Write out the listing exactly as it is given.

++++++++++

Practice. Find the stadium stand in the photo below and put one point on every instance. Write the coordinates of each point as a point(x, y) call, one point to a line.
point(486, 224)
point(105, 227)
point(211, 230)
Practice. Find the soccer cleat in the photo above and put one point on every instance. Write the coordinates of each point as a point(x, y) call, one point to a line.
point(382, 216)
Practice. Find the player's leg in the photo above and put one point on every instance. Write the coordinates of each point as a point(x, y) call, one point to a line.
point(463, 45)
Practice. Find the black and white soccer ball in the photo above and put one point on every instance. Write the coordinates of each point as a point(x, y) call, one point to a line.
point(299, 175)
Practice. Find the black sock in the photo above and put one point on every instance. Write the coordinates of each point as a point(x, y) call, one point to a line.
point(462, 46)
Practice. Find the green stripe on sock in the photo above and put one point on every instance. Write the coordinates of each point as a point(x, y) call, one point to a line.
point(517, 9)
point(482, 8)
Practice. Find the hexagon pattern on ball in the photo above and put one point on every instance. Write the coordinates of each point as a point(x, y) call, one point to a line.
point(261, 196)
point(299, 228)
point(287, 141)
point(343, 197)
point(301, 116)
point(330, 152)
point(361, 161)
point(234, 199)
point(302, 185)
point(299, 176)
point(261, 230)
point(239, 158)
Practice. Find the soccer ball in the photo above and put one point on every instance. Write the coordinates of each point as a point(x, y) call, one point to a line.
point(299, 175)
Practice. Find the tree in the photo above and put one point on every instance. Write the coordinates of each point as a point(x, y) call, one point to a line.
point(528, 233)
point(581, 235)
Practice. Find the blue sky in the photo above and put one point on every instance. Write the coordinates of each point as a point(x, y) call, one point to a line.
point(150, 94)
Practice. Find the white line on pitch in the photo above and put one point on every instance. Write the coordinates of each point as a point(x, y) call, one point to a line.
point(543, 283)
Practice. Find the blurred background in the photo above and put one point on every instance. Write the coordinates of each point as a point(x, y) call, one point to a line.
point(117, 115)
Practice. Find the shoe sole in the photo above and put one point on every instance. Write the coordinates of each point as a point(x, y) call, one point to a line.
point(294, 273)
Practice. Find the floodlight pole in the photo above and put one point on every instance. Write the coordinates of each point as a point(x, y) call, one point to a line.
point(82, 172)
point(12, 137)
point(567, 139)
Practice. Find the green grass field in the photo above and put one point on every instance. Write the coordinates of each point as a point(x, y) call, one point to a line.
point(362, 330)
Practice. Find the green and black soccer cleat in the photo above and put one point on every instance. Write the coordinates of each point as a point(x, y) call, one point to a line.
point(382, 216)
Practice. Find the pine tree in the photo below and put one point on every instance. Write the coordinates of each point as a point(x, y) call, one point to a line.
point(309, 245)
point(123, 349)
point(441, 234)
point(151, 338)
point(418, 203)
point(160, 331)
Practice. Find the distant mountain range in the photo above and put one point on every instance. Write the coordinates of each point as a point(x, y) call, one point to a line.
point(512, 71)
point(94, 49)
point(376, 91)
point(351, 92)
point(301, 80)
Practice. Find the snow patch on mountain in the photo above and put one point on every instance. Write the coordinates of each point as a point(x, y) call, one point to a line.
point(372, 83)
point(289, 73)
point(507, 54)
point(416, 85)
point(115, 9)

++++++++++

Exercise answer:
Practice. Find the stadium stand in the photo below and put one point on every instance. Write the coordinates of each point as a point(x, y) call, one point to a line.
point(486, 224)
point(105, 227)
point(211, 230)
Practice. Find the soccer cleat in the photo above and put one point on every instance. Write the coordinates of each point as a point(x, y) call, one point to a line.
point(382, 216)
Practice. Find the player's leg in the photo above and put one point on every instance. Write the coordinates of each point as a point(x, y) call, one point to a line.
point(463, 45)
Practice. Find the black and white soccer ball in the photo above and put one point on every instance. Write the coordinates of each point as a point(x, y) call, one point to a line.
point(299, 175)
Practice. Find the black sock in the photo above and put one point on every instance. Write the coordinates of each point as a point(x, y) call, one point to a line.
point(462, 46)
Practice. Find the green stripe on sock in the photo above and put one point on every instance. Write the coordinates of each point as a point(x, y) call, one point to a line.
point(517, 9)
point(482, 8)
Practice. Find the hexagon pattern on ball in the photo above and put one point on every instance. Write the coordinates of each point as a point(x, y) call, one point to a line.
point(261, 196)
point(299, 228)
point(287, 141)
point(343, 197)
point(301, 116)
point(330, 152)
point(361, 161)
point(234, 199)
point(302, 185)
point(299, 176)
point(261, 230)
point(239, 158)
Practice. Find the soccer ball in the photo above and put one point on every instance. Write the coordinates of each point as a point(x, y) call, one point to a line.
point(299, 175)
Practice. Find the tree in the photo above and put one point on every instance. Write the coordinates of each point as a point(x, y) call, one point to a line.
point(528, 233)
point(581, 235)
Practice. Find the blue sky in the photo above and put one point on every instance. Write the coordinates of each point as a point(x, y) call, one point to a line.
point(150, 94)
Practice. Find the white line on pitch in the photo above and put one point on every instance. Write the coordinates of each point as a point(x, y) call, one point to a line.
point(543, 283)
Practice. Find the blurred background in the photo above and put one point on every instance. Write the coordinates of each point as a point(x, y) call, one point to a line.
point(117, 115)
Practice. Find the shoe sole in the photo above and put one point on every instance. Write the coordinates of each point as a point(x, y) call, one point to a line.
point(294, 273)
Practice. Find the floodlight pole in the photo above and put one point on every instance. Write the coordinates of each point as a point(x, y) call, one point to a line.
point(82, 172)
point(12, 137)
point(567, 139)
Practice. Find the green grass field in the photo above and put one point on every instance. Write the coordinates of each point as a point(x, y) call, one point to a line.
point(362, 330)
Practice. Find the green and black soccer cleat in the photo above and put one point on every instance. Write the coordinates of each point as a point(x, y) call, one point to a line.
point(382, 216)
Practice. Find the pine tree in the photo below and put one point on every instance. Write the coordinates of each point as a point(x, y) call, one point to a line.
point(309, 245)
point(123, 349)
point(441, 234)
point(151, 338)
point(418, 203)
point(160, 331)
Practice. Find the distant mountain range in the photo above and put one point on every instance. Write the coordinates of each point as a point(x, y) call, one point to a line.
point(512, 71)
point(94, 49)
point(376, 91)
point(351, 92)
point(301, 80)
Practice. Find the snow patch on mountain in the photo above and put one point on every instance. Write the coordinates of each point as a point(x, y) call, one point to a line.
point(372, 83)
point(289, 73)
point(507, 54)
point(416, 85)
point(115, 9)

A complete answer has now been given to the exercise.